---------- Source data

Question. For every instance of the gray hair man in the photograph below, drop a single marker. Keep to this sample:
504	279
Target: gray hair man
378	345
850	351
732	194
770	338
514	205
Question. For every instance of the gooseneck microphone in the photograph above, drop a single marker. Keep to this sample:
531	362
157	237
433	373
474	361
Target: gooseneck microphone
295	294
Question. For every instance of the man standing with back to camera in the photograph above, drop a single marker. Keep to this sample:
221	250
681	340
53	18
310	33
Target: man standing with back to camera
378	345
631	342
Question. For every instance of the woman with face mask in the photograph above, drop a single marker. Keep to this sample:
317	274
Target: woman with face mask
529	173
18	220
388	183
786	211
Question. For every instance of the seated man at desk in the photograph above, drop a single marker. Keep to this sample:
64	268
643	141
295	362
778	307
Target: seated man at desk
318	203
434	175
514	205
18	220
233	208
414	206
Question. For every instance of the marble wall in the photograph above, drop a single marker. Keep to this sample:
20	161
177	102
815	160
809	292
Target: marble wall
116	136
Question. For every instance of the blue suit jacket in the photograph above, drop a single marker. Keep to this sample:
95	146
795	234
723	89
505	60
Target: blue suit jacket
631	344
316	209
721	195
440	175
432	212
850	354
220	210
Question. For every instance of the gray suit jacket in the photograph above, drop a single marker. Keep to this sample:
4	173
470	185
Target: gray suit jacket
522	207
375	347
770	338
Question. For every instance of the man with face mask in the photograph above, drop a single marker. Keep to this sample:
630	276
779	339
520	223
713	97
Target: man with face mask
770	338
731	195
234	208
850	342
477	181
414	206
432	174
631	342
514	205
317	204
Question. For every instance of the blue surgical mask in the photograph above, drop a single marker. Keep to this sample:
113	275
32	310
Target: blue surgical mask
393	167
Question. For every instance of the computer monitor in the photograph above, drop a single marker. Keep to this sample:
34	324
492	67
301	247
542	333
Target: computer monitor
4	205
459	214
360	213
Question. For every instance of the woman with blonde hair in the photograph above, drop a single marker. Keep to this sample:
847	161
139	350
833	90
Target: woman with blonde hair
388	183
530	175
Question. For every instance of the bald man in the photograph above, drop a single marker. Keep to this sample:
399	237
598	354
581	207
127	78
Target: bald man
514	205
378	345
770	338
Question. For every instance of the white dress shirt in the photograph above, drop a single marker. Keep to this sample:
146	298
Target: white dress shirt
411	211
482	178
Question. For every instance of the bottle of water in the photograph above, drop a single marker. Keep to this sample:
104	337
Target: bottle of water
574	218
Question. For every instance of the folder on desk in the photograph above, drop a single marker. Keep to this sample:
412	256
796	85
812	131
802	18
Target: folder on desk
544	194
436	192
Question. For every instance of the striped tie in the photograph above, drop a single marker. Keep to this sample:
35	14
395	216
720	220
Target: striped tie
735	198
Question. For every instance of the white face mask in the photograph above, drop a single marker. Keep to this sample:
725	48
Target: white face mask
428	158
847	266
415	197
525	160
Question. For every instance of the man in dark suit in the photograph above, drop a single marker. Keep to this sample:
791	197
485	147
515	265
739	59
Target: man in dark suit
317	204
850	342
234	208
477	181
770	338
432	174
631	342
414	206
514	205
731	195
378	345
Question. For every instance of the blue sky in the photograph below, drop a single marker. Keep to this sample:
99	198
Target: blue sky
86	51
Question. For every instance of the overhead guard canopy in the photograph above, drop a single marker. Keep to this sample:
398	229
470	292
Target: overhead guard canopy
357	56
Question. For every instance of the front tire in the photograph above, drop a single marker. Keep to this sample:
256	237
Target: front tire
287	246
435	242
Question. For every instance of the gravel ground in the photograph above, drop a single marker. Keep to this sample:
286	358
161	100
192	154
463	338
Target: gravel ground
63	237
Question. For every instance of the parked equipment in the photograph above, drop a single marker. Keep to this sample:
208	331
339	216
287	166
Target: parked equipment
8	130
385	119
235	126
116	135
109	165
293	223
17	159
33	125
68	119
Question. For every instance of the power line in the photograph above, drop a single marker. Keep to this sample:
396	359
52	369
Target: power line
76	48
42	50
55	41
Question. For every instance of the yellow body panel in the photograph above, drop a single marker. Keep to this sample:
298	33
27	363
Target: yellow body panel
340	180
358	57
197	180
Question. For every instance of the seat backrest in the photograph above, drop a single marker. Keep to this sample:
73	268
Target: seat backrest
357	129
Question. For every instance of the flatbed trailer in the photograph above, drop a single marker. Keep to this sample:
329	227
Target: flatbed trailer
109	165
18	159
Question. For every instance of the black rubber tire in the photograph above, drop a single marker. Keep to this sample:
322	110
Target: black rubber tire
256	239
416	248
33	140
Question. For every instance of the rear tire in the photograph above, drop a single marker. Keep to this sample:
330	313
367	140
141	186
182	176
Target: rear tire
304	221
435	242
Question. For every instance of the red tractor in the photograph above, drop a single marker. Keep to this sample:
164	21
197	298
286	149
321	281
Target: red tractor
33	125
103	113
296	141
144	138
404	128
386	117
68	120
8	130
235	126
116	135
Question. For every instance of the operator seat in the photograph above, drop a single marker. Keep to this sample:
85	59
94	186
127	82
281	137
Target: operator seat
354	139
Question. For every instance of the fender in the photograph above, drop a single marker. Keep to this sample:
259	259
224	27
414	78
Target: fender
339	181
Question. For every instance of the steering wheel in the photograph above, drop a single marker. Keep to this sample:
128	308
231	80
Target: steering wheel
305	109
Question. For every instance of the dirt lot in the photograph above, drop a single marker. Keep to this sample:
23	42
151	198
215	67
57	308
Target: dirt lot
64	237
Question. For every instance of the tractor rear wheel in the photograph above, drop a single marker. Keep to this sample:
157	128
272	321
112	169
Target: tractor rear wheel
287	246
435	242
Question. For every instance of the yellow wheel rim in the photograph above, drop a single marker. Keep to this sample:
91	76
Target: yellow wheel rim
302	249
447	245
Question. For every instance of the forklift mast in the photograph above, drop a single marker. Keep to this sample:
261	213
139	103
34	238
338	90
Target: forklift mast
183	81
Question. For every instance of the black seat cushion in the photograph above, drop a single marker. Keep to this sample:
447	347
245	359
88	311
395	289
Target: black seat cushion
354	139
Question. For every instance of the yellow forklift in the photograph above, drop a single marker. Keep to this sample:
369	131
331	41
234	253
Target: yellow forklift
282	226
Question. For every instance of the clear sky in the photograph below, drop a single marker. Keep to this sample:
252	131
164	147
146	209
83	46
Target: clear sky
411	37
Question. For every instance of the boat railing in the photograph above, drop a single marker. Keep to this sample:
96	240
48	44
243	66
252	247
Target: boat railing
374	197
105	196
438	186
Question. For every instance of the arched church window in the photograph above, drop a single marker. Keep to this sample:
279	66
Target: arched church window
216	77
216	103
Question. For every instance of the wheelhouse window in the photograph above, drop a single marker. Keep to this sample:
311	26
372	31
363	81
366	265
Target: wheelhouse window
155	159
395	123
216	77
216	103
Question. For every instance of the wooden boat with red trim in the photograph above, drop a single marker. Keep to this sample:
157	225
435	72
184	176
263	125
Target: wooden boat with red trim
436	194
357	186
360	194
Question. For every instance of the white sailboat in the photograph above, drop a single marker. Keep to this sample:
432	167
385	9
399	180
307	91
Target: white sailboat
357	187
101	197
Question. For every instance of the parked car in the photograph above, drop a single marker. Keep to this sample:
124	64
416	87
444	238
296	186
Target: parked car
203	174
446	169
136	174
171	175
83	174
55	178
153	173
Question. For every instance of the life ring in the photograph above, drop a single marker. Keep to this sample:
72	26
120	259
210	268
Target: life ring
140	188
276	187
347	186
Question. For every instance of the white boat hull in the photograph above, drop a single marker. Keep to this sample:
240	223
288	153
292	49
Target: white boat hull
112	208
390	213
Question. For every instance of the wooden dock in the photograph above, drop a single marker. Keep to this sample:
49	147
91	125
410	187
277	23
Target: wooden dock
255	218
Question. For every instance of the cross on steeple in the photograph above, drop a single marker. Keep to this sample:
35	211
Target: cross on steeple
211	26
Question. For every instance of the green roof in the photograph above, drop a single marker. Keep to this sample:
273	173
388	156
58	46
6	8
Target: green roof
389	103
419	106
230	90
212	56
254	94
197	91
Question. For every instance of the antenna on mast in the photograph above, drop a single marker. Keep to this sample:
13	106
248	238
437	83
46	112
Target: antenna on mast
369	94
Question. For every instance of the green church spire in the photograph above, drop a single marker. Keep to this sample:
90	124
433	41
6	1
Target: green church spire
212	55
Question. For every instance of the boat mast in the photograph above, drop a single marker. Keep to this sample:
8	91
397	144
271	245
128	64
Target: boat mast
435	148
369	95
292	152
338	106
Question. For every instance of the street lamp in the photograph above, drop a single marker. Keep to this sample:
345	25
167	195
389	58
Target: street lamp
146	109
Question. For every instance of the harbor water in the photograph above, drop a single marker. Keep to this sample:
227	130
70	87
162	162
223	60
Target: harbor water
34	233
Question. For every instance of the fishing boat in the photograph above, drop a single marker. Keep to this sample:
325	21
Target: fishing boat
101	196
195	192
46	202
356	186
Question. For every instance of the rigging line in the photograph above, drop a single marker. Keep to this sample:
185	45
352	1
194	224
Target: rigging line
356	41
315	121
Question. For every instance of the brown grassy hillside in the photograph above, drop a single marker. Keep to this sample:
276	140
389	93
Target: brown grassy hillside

--------------------

Take the line that contains "Question. For every instance of the cross" and every line after it through the end of the listing above, and repeat them exactly.

Question. For every instance of the cross on steeple in the photograph above, drop a single marker. Keep to this sample:
35	211
Target: cross on steeple
211	26
Question. For every instance of the green roof in the photograph above, drop a single marker. Keep to this sample:
273	173
388	156
58	46
6	8
Target: green roof
389	103
419	106
230	90
212	56
254	94
197	91
Question. For every instance of the antenna on mast in the photograph above, drop a single marker. Keep to this sample:
13	106
248	238
437	83
46	112
Target: antenna on mast
369	94
Question. For every instance of the green church spire in the photograph above, drop a single marker. Keep to this sample:
90	124
433	41
6	1
Target: green church spire
212	55
Question. For every instance of the boat mast in the photograph above, drop a single marker. Keep to this sample:
8	91
397	144
271	245
128	64
Target: boat mast
435	148
369	95
292	152
338	106
Question. For every instance of the street lamp in the photograph above, drop a single marker. Keep to this sample:
345	25
167	195
389	58
Target: street lamp
146	109
Question. For every instance of the harbor water in the photograph above, drop a single marker. Keep to this sample:
227	130
70	87
162	162
223	60
Target: harbor water
34	233
Question. For every instance of the fishing boat in the photograph above, drop a single marker. Keep to this sample:
325	21
Target: fishing boat
101	196
195	192
46	202
356	186
Question. For every instance of the rigging line in the photograph above, drop a single marker. Keep to this sample:
185	45
352	1
194	224
Target: rigging line
356	41
315	121
Question. For every instance of the brown grassy hillside in the photograph above, drop a single marker. Keep to this sample:
276	140
389	93
Target: brown grassy hillside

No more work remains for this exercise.